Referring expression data
※
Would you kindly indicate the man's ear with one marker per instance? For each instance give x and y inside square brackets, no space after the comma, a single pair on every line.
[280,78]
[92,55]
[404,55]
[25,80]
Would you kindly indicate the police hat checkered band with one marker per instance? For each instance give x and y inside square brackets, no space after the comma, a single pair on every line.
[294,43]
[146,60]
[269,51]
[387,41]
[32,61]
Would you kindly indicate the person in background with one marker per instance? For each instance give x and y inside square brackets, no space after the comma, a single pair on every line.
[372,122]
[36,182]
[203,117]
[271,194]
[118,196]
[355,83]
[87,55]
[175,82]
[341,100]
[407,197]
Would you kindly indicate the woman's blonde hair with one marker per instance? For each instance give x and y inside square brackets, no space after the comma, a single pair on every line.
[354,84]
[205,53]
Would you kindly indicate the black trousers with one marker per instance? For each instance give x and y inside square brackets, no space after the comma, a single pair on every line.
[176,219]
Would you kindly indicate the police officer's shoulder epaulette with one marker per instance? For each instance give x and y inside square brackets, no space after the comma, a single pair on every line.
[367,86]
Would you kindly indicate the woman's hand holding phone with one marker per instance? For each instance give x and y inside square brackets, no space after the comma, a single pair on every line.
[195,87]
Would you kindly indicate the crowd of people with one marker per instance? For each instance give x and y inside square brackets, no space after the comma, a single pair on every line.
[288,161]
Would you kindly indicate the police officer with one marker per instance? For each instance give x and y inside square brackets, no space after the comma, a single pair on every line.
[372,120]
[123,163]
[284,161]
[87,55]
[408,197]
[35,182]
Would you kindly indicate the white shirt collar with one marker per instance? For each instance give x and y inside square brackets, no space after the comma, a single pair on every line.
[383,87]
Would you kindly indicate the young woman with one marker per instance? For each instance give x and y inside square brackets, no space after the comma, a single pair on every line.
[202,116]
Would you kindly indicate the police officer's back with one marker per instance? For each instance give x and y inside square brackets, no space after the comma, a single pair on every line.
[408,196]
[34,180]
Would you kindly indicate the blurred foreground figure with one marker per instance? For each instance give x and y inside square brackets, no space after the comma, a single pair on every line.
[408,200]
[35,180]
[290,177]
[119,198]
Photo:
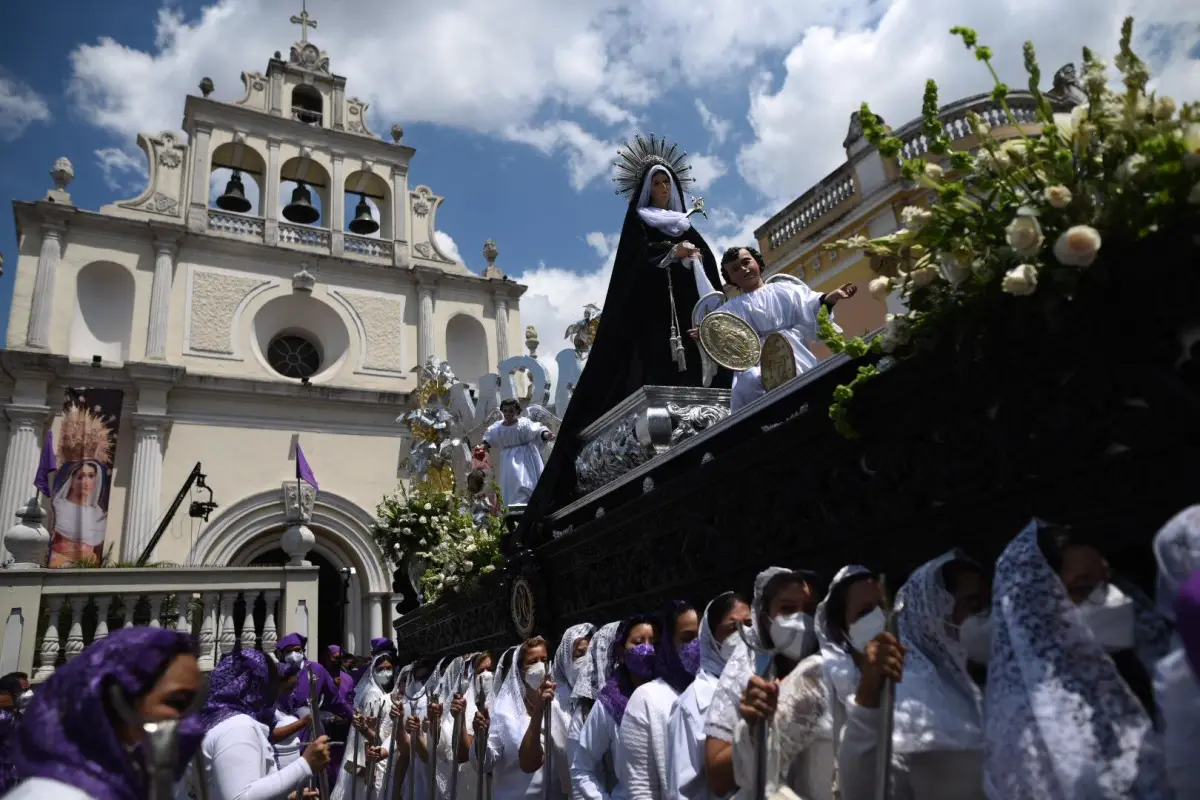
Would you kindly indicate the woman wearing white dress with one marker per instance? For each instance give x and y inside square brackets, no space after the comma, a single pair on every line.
※
**WHAT YOU NEED TO DO:**
Set down the entries word for word, omitting all pictures.

**ANSWER SECTION:**
Would you kindly indicate the man's ear with one marker per instance? For each instance give x and y inside square brackets, no space after the comma, a single pair on every line.
[280,78]
[92,55]
[404,55]
[25,80]
Would you kindly indicate the police hat checkered band with one marker per instance? For each instance give x and y inside square brackets, no space after the comma, a single pair on every line.
[294,43]
[146,60]
[269,51]
[387,41]
[32,61]
Would you kindly indicate the person in background with one marker per instance? For each instance give x and y inside square brackets, no space after the comma, a single pair on every line.
[372,122]
[36,182]
[203,117]
[271,194]
[118,196]
[355,83]
[87,55]
[175,82]
[341,100]
[407,197]
Would you kindly indicate the woman's blonde hair with one marker per instance? For each instance give x and y inside square brackets, no space after the comma, a single pair on every line.
[354,84]
[205,53]
Would you kindly indicate the black trousers with one marker per instance? For each instance give x and y inside square brackets, no space after the comma, a single pair on every line.
[176,219]
Would you kindly indicate the police officer's shoulder epaulette with one marker per instance? For each instance give x and y inside square brackets, no space after the comma, a single pair on every line.
[367,86]
Would you kindly indicate the woman's hand holding phone with one marker per instance? For each instance give x and y inside square brackets, no space after the comma, a single pair on every line.
[195,87]
Would you kindly indicate the crowd of people with one marker per instance? For each instance give x and y inside square brackets, no space after the comma, a single pair on every line.
[288,161]
Would you kindly indicate the police officer with one marker per instance? For each instance give x and y inside square brackets, no space after the comma, a single pair on every line.
[372,120]
[123,163]
[284,161]
[87,55]
[408,197]
[35,182]
Would you kindly indicate the white shirt collar with one marker per instance? For each instance give x and y inside square brackets, no space after the comma, a single pair on every line.
[383,87]
Would you kindly indicate the young woman with one marker per instance? For each instance give x and y inside square brackets, no space after the comma, a single pair on every line.
[202,116]
Would you kindly indicate the police officer's back with one marker per instance? For each instance give x and y inside square brackets, no space after the comma, a single pair on every line.
[408,196]
[34,180]
Would you kindly indicate the blurred foreground figure with one marker per instance? For each instance give x and y inside square brackets, no space after the comma, a single pair on every line.
[408,200]
[35,180]
[290,177]
[119,198]
Photo:
Would you kindly indicate the woman wearing white dress with one marker per instance? For each instance give x and y inside square brackets, no space after the comma, a single pair on every line.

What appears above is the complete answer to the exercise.